(WHAT YOU NEED TO DO):
In the portion of the material that opens with the line containing "Guideline: mark the beaded" and closes with the line containing "[[254, 360], [23, 472], [349, 349], [401, 384], [620, 345]]", switch "black trousers" to "dark trousers" wherever it occurs, changing nothing else. Reproduce only that portion.
RECORDS SUPPLIED start
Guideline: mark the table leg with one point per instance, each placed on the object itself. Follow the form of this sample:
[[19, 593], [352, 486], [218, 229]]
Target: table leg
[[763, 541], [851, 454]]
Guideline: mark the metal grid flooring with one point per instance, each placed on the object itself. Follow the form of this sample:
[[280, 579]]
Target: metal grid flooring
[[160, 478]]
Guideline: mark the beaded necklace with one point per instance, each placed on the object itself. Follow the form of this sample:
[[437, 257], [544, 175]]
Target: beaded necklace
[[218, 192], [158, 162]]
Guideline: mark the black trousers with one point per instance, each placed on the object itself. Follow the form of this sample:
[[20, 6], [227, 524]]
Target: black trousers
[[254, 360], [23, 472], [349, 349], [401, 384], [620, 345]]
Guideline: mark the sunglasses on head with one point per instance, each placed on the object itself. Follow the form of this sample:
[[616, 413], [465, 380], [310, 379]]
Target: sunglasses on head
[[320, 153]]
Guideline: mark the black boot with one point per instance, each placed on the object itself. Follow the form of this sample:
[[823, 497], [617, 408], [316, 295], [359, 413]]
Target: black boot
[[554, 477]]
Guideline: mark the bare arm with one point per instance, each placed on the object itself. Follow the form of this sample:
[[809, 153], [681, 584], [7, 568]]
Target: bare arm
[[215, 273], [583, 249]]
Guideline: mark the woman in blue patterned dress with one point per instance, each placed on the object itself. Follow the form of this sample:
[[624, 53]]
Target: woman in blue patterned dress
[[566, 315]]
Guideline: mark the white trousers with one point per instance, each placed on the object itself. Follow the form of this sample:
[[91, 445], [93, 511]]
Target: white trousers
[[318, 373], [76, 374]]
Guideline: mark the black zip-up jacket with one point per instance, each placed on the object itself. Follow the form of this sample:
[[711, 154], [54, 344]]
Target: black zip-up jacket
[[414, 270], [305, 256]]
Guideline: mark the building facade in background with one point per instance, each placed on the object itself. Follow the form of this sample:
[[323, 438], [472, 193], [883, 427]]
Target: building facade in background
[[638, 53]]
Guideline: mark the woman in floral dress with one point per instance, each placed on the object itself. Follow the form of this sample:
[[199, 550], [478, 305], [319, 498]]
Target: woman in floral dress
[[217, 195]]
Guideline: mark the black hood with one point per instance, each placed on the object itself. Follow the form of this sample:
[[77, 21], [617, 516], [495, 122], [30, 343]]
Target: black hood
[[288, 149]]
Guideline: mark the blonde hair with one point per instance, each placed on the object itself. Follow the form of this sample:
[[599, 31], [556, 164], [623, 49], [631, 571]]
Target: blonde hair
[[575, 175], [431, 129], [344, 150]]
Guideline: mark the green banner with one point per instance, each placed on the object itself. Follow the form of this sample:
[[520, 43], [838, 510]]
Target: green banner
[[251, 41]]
RECORDS SUPPLIED end
(RESULT BELOW):
Guideline: mark the beaded necklace with one point per instance, each placed on the object itself. Follow the form of this sample:
[[437, 257], [544, 175]]
Target: beaded necklace
[[218, 192], [158, 162]]
Guideline: mark the dark trousers with one point per instance, each placed on the object itself. Follow the form of this sample:
[[20, 6], [227, 524]]
Target: dark trousers
[[254, 360], [23, 472], [349, 349], [401, 384], [620, 345]]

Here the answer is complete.